_Entries_
▽

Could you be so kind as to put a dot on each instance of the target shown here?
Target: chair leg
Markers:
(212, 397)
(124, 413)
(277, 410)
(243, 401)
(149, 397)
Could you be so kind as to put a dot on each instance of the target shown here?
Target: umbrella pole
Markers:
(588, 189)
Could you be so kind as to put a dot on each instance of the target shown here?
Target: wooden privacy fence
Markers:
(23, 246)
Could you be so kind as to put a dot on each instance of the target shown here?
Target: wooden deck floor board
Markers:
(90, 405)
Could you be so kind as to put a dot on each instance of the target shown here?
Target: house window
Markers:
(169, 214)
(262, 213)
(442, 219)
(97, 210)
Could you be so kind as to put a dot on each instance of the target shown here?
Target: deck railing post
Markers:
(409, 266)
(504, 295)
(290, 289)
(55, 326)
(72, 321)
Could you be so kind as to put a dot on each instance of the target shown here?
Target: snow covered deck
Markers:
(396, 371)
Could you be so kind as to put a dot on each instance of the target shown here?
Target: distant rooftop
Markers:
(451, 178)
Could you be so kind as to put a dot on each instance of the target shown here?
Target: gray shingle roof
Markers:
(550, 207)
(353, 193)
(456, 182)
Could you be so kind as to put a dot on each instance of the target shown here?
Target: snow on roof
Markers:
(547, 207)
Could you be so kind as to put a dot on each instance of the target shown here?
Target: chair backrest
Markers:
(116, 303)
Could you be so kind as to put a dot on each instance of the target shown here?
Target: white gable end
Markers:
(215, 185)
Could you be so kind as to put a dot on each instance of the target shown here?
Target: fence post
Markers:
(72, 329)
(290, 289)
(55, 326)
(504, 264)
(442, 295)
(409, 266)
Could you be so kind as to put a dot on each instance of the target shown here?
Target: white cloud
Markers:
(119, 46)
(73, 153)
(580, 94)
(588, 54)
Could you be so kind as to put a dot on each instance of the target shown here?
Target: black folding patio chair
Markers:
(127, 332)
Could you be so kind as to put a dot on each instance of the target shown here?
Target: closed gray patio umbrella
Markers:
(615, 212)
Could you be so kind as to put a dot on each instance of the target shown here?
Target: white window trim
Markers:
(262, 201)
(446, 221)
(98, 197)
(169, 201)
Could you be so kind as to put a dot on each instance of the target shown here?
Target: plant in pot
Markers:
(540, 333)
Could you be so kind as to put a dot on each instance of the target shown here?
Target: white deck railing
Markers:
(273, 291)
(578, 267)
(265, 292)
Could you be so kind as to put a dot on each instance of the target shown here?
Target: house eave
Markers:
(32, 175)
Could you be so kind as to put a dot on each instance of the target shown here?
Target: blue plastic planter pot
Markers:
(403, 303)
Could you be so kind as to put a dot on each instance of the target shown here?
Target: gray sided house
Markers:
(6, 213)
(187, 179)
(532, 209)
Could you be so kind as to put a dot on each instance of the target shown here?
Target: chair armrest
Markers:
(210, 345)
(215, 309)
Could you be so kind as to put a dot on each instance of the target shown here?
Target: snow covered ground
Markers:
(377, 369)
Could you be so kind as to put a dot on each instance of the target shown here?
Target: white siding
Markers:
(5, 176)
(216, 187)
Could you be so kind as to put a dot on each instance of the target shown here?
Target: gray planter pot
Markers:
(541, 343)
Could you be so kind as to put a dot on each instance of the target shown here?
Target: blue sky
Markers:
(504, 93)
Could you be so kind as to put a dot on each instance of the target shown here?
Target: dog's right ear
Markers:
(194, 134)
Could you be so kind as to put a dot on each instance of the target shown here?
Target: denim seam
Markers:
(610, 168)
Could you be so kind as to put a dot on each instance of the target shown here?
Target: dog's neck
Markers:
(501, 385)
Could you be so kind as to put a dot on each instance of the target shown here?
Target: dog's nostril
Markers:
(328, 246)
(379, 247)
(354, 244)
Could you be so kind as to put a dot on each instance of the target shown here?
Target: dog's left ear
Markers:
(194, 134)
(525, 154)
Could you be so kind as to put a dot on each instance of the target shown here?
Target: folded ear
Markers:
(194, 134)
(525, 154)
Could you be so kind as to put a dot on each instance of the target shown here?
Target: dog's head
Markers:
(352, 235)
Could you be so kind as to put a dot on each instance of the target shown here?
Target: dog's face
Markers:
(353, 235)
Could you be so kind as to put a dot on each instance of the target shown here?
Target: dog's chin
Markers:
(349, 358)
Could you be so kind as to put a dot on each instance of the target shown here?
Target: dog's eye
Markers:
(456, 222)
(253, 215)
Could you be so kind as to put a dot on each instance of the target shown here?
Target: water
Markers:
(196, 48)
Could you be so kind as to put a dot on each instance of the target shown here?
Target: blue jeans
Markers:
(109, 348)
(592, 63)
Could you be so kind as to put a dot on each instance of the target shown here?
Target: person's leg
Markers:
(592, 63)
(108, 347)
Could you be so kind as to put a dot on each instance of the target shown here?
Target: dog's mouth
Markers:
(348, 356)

△

_Job_
Pull out every line of the records that contains the string "patio", matching case exactly.

_Finished task_
Target: black folding patio chair
Target: closed gray patio umbrella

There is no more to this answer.